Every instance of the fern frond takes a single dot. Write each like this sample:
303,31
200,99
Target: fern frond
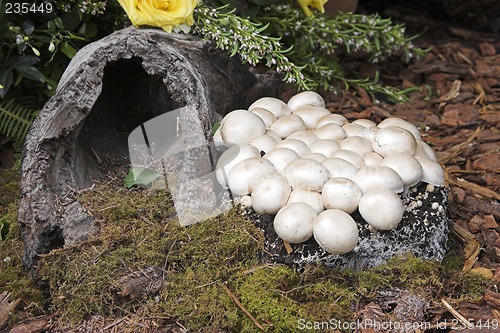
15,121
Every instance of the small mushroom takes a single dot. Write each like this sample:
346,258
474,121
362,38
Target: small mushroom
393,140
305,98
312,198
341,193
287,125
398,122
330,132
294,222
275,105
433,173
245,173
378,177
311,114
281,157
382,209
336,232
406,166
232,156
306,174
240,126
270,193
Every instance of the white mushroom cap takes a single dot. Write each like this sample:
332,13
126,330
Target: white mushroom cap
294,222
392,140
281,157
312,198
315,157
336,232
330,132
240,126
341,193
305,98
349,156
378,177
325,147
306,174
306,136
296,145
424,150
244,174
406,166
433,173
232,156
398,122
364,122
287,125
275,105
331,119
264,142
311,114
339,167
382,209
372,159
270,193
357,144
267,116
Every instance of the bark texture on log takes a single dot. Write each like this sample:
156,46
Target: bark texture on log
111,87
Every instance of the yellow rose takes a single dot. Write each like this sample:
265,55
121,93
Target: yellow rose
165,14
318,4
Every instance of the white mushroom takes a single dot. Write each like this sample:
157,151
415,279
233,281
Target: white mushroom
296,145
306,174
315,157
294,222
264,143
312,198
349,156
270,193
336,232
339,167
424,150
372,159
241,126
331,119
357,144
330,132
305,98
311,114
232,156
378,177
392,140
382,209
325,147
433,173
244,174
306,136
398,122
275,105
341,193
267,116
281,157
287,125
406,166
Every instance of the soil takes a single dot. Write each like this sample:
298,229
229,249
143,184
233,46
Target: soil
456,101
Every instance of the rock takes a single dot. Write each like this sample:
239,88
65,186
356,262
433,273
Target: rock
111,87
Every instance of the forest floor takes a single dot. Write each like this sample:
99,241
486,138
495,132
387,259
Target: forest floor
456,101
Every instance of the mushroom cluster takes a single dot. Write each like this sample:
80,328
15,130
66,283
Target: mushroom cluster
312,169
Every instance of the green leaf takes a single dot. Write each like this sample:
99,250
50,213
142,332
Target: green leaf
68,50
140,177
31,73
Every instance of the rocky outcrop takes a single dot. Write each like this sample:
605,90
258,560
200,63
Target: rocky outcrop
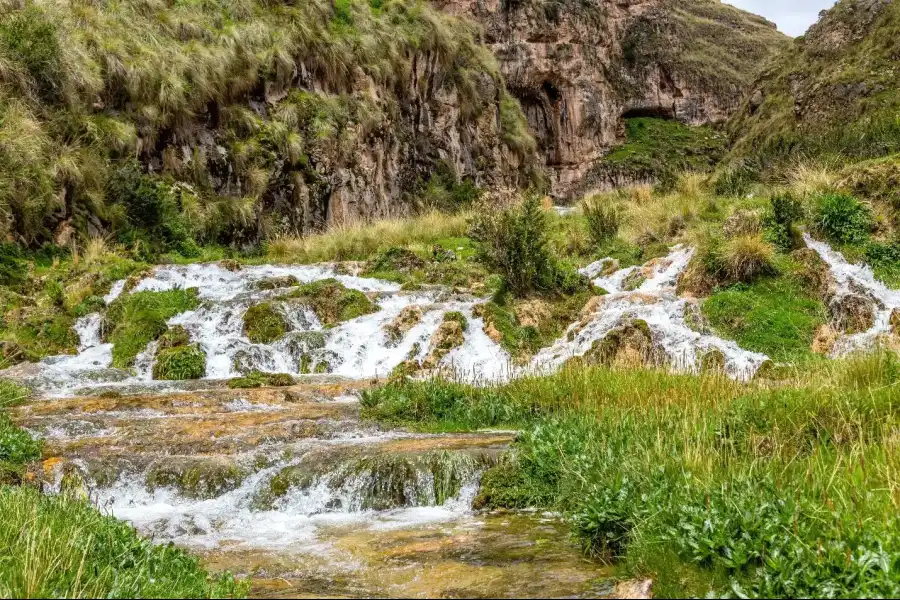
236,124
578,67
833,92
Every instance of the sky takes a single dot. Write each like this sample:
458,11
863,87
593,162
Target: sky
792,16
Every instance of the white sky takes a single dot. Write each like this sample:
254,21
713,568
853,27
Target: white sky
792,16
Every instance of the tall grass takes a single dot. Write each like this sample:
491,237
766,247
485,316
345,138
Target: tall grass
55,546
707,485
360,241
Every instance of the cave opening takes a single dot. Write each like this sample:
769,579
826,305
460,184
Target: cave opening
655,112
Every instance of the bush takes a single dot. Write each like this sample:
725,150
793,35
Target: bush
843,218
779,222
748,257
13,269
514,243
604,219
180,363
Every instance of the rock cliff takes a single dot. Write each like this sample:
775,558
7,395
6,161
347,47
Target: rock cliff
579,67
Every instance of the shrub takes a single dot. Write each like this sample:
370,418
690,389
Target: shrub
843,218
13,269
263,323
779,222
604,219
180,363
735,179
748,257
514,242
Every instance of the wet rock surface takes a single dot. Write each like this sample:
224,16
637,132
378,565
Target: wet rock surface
--
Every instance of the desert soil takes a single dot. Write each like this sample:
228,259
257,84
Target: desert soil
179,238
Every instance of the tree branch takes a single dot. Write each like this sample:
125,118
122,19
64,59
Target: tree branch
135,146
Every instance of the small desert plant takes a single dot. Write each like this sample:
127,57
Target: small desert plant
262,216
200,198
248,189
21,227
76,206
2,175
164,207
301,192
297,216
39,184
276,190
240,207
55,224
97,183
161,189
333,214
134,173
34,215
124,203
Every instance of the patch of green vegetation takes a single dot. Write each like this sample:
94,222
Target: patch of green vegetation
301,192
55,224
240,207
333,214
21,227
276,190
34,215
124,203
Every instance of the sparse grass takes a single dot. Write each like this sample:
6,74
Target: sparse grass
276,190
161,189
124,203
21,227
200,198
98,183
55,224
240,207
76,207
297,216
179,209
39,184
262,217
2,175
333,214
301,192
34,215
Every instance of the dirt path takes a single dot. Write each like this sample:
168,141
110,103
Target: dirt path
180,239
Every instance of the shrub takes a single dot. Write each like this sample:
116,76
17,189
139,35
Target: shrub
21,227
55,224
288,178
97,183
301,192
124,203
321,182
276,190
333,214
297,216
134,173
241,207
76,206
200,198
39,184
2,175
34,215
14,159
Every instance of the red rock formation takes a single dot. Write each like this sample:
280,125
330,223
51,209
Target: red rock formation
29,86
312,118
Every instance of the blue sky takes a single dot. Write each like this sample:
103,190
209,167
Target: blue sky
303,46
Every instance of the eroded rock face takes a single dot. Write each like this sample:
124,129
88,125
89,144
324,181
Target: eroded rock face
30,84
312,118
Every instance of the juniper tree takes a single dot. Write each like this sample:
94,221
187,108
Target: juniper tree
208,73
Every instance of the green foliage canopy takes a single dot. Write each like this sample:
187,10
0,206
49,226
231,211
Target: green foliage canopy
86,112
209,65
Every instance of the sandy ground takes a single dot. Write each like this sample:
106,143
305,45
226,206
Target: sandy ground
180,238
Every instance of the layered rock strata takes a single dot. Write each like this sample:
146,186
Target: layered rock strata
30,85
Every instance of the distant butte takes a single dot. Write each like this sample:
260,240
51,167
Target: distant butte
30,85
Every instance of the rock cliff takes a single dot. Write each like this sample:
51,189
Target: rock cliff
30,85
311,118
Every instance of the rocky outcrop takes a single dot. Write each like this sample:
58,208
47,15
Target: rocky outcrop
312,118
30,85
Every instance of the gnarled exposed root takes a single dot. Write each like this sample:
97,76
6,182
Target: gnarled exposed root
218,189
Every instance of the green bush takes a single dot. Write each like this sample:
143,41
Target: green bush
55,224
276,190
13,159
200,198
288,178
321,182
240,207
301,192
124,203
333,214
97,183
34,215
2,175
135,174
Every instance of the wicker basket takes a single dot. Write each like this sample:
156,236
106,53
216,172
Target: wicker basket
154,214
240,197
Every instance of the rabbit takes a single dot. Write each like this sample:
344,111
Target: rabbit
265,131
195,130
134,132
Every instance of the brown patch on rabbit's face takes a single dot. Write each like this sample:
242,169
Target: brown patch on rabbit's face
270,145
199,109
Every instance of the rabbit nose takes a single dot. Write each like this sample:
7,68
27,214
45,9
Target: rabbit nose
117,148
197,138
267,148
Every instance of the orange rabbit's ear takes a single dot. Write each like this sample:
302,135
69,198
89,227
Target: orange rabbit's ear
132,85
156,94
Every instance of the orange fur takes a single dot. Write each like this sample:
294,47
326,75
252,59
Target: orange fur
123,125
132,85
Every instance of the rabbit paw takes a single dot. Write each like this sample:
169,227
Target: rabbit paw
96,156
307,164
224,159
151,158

### Instruction:
Locate every line in the material above that contains the string "eroded", and copy each such line in full.

### Written answer:
Every instance of the eroded rock face takes a single dot. Write each like this sample:
Target: eroded rock face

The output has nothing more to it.